● Assigned task: Continue the bulletin on the EEOC's final ADA Amendments Act regulations from the point where it stops.
(Text provided)
Type: Law Bulletins
Date: 03/31/2011

The EEOC Issues Final Regulations Implementing the ADA Amendments Act

The final Disability Act regulations employers have been waiting for were released by the Equal Employment Opportunity Commission on March 24, 2011.  More than two years after the ADA Amendments Act (ADAAA) was signed into law by President Bush in September of 2008, and went into effect January 1, 2009, the EEOC has issued regulations implementing the ADAAA.

Although the ADAAA and the final regulations keep the ADA’s definition of the term “disability” as a physical or mental impairment that “substantially limits” one or more “major life activities”, a record (or past history) of such an impairment, or being “regarded as” having a disability, the law and implementing regulations make major changes in how those terms are interpreted. 

The ADAAA overturned several Supreme Court decisions where Congress believed the Court had interpreted the term “disability” too narrowly.  The ADAAA defines “disability” in favor of broad coverage.  The final regulations set forth "rules of construction" which the EEOC says are designed to help employers in determining if an individual is substantially limited in performing a major life activity. 

Under the rules of construction, the term “substantially limits” is to be construed broadly and now requires a lower degree of functional limitation than the standard previously applied.  According to the regulations, an impairment does not need to prevent or significantly restrict a major life activity to be considered substantially limiting.  However, not every impairment will constitute a disability.  This determination still requires an individual assessment, as it did prior to the ADAAA. 

The regulations also provide that, with the exception of ordinary eye glasses or contact lenses–the determination of whether an impairment substantially limits a major life activity shall be made without regard to "mitigating measures" such as medication or assistive devices like hearing aides.
(End Text provided)
(Data excerpts)
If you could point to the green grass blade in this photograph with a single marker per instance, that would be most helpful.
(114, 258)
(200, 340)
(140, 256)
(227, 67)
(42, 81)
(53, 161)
(End Data excerpts)
● Result for this exercise:
One of the other major changes to the regulations is the “regarded as” prong of the disability analysis.  The regulations make it clear that an employee proceeding under the “regarded as” prong of the disability definition is only required to show that the employer regarded him as disabled and discriminated against him based on this perception.  The concepts of “substantially limits” and “major life activities” are now irrelevant to the “regarded as” analysis.  The regulations also clarify that an employee must be covered under either (1) the actual disability or (2) the record of disability prong to qualify for a reasonable accommodation.    

Although the final rule does not provide a list of impairments that would “consistently,” “sometimes,” or “usually not” be disabilities, as the EEOC’s previous Notice of Proposed Rule Making did, the regulations do provide examples of impairments that “should easily be included to be disabilities” including epilepsy, diabetes, cancer, HIV infection and bi-polar disorder.  However, the regulations make clear that not every impairment will constitute a disability and that an individual assessment should be performed for each instance.